Where the records appear below, transcribe them exactly, leaving none out.

:::

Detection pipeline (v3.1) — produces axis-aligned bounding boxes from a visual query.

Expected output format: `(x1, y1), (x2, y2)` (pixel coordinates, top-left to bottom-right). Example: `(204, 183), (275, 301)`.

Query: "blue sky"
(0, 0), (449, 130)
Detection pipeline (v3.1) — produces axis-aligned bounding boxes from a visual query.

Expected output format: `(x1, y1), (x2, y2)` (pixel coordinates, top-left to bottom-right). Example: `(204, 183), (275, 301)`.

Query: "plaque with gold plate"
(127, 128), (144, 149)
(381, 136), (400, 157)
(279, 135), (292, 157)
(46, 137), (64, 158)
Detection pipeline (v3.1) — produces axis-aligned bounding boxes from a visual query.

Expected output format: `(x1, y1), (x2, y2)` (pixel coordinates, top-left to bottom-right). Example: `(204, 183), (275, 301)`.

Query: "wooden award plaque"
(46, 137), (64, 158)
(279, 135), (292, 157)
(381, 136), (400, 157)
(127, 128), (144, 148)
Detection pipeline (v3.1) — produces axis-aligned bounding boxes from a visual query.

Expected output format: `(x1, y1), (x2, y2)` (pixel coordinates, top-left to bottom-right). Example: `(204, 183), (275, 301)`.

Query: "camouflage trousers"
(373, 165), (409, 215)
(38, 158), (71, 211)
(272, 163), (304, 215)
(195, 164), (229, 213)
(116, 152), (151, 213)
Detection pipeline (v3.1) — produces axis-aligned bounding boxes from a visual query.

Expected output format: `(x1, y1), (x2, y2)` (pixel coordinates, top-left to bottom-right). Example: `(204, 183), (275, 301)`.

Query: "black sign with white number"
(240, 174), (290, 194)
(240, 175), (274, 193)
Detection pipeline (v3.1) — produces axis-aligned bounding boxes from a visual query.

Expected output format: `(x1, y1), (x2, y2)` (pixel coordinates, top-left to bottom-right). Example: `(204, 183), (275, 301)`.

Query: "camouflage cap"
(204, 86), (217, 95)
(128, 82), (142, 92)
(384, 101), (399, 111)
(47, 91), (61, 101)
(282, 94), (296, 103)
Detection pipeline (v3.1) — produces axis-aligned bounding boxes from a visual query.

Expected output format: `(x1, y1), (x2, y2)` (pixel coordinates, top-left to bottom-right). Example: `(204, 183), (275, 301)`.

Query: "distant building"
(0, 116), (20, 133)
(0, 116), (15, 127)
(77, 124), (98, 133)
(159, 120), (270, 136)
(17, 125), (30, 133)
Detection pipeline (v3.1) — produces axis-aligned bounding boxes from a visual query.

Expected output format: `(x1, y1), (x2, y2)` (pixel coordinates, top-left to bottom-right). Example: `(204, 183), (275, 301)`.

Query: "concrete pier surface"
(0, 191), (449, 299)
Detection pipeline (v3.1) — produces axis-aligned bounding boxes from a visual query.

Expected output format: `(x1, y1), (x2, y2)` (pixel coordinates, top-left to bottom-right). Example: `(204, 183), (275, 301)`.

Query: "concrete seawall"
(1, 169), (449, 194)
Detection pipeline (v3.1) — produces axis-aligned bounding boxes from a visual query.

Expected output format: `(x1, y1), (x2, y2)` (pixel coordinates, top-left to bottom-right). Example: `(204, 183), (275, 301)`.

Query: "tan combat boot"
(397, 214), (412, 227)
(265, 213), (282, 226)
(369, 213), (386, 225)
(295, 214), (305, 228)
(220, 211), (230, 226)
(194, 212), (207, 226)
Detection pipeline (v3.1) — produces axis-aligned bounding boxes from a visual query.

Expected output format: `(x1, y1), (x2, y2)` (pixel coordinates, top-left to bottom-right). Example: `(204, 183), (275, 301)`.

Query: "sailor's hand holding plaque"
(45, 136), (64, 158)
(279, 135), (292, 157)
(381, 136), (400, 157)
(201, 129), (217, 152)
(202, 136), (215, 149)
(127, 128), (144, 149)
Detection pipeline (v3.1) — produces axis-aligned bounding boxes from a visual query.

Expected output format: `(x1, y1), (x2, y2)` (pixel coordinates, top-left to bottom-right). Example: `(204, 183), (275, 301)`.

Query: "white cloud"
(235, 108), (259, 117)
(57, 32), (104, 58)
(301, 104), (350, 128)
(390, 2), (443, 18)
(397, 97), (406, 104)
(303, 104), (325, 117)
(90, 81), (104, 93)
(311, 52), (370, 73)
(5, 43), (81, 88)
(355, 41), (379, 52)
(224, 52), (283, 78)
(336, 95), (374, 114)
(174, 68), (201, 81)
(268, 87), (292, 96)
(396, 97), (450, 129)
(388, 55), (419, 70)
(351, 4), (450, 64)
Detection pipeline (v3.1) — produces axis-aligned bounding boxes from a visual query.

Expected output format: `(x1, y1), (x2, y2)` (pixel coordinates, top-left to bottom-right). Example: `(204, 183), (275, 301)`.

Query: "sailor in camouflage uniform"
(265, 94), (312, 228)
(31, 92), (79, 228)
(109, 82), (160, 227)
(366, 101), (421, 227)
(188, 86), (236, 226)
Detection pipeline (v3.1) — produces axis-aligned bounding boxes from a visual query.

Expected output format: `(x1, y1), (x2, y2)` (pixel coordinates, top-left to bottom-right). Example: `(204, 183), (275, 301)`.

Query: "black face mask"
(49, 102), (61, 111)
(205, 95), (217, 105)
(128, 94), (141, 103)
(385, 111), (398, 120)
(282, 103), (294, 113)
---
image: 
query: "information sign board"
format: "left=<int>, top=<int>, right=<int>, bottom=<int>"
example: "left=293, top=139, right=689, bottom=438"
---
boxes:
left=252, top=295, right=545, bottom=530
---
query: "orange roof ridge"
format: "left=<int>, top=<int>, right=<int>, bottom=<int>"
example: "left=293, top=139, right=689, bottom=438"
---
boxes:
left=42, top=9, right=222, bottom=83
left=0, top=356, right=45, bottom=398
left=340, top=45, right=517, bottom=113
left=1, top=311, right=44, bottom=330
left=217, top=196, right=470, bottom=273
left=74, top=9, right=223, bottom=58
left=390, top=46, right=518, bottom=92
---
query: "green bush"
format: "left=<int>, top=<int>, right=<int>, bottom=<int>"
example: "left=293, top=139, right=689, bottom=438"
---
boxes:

:::

> **Result of the task**:
Detection pipeline (v3.1) — produces axis-aligned bounding boxes from a visual query.

Expected output format: `(x1, y1), (x2, y2)` (pixel coordinates, top-left to bottom-right). Example: `(204, 183), (275, 301)`.

Query: "blue sky"
(0, 0), (449, 130)
Detection pipeline (v3.1) — produces axis-aligned bounding boxes from a visual query.

Expected output format: `(x1, y1), (x2, y2)` (pixel coordinates, top-left to bottom-right). Example: `(204, 183), (275, 301)`.

Query: "plaque with gold plate"
(127, 128), (144, 149)
(381, 136), (400, 157)
(279, 135), (292, 157)
(46, 137), (64, 158)
Detection pipeline (v3.1) — produces axis-aligned bounding boxes from a visual query.

Expected output format: `(x1, y1), (x2, y2)` (pixel coordinates, top-left to bottom-right). Example: `(204, 183), (275, 301)`.

Query: "wooden award plaque"
(46, 137), (64, 158)
(279, 135), (292, 157)
(381, 136), (400, 157)
(127, 128), (144, 148)
Detection pipeline (v3.1) — produces axis-aligned bounding boxes from a visual query.

Expected output format: `(x1, y1), (x2, y2)` (pixel coordinates, top-left to bottom-right). Example: `(204, 183), (275, 301)`.

Query: "camouflage trousers"
(373, 165), (409, 215)
(38, 158), (71, 211)
(272, 163), (304, 215)
(195, 164), (229, 213)
(116, 152), (151, 213)
Detection pipeline (v3.1) — produces axis-aligned bounding boxes from a visual query.

Expected output format: `(x1, y1), (x2, y2)` (pixel coordinates, top-left to bottom-right). Example: `(204, 183), (275, 301)`.

Query: "black sign with white number"
(240, 174), (290, 194)
(240, 175), (274, 193)
Detection pipeline (v3.1) — produces axis-aligned bounding boxes from a visual query.

Expected output format: `(x1, y1), (x2, y2)` (pixel coordinates, top-left to bottom-right). Example: `(204, 183), (275, 301)`.

Query: "camouflage cap"
(204, 86), (217, 95)
(128, 82), (142, 92)
(384, 101), (399, 111)
(47, 91), (61, 101)
(282, 94), (296, 103)
Detection pipeline (v3.1) — produces axis-aligned bounding boxes from a visual query.

Expected output format: `(x1, y1), (x2, y2)` (pixel coordinates, top-left to bottom-right). Example: `(204, 183), (275, 301)`.

Query: "distant building"
(0, 116), (20, 133)
(0, 116), (15, 127)
(77, 124), (98, 133)
(159, 120), (270, 136)
(17, 125), (30, 133)
Detection pipeline (v3.1) — produces axis-aligned bounding boxes from a visual query.

Expected output format: `(x1, y1), (x2, y2)` (pixel coordinates, top-left to bottom-right). Example: `(204, 183), (275, 301)`.

Query: "concrete pier surface"
(0, 191), (449, 299)
Detection pipeline (v3.1) — produces axis-aligned bounding boxes from a visual query.

Expected output format: `(x1, y1), (x2, y2)` (pixel coordinates, top-left to bottom-right). Example: `(204, 183), (275, 301)`.

Query: "concrete seawall"
(1, 169), (449, 194)
Detection pipeline (v3.1) — produces axis-aligned bounding boxes from a visual query.

Expected output format: `(x1, y1), (x2, y2)` (pixel coordinates, top-left to bottom-right). Example: `(204, 183), (275, 301)`.

Query: "tan combat boot"
(397, 214), (412, 227)
(265, 213), (282, 226)
(369, 213), (386, 225)
(295, 214), (305, 228)
(220, 211), (230, 226)
(194, 212), (207, 226)
Detection pipeline (v3.1) — produces axis-aligned bounding boxes from a visual query.

Expected output format: `(x1, y1), (x2, y2)` (pixel coordinates, top-left to bottom-right). Example: `(204, 183), (275, 301)`.

Query: "sailor's hand holding plaque"
(45, 136), (64, 158)
(279, 135), (292, 157)
(381, 136), (400, 157)
(201, 129), (217, 152)
(202, 136), (215, 149)
(127, 128), (144, 149)
Detection pipeline (v3.1) — produces axis-aligned bounding boxes from a visual query.

Expected output format: `(x1, y1), (x2, y2)` (pixel coordinates, top-left to bottom-right). Example: `(204, 183), (275, 301)`.

Query: "white cloud"
(235, 108), (259, 117)
(57, 32), (104, 58)
(301, 104), (350, 128)
(390, 2), (443, 18)
(397, 97), (406, 104)
(303, 104), (325, 117)
(90, 81), (104, 93)
(311, 52), (370, 73)
(5, 43), (81, 88)
(355, 41), (379, 52)
(224, 52), (283, 78)
(336, 95), (374, 114)
(174, 68), (201, 81)
(268, 87), (292, 96)
(396, 97), (450, 129)
(388, 55), (419, 70)
(351, 4), (450, 64)
Detection pipeline (v3.1) — produces axis-aligned bounding boxes from a visual query.

Expected output format: `(x1, y1), (x2, y2)` (pixel coordinates, top-left to bottom-right). Example: `(204, 183), (275, 301)`.

Query: "sailor in camouflage uniform"
(265, 94), (312, 228)
(31, 92), (79, 228)
(109, 82), (160, 227)
(366, 101), (421, 227)
(188, 86), (236, 226)
Detection pipeline (v3.1) — produces axis-aligned bounding boxes from a visual query.

Expected output format: `(x1, y1), (x2, y2)` (pixel coordinates, top-left to bottom-right). Example: `(204, 183), (275, 301)`.

Query: "black face mask"
(49, 102), (61, 111)
(205, 95), (217, 105)
(128, 94), (141, 103)
(385, 111), (398, 120)
(282, 103), (294, 113)
---
image: 
query: "information sign board"
format: "left=<int>, top=<int>, right=<int>, bottom=<int>"
example: "left=293, top=139, right=689, bottom=438"
---
boxes:
left=252, top=295, right=545, bottom=530
---
query: "orange roof ridge"
format: "left=<int>, top=<int>, right=<int>, bottom=<int>"
example: "left=293, top=139, right=689, bottom=438"
---
boxes:
left=42, top=9, right=222, bottom=83
left=0, top=356, right=45, bottom=398
left=340, top=45, right=517, bottom=113
left=1, top=311, right=44, bottom=330
left=217, top=196, right=470, bottom=273
left=74, top=9, right=223, bottom=58
left=390, top=46, right=518, bottom=92
---
query: "green bush"
format: "left=<int>, top=<int>, right=<int>, bottom=<int>"
example: "left=293, top=139, right=689, bottom=438"
---
boxes:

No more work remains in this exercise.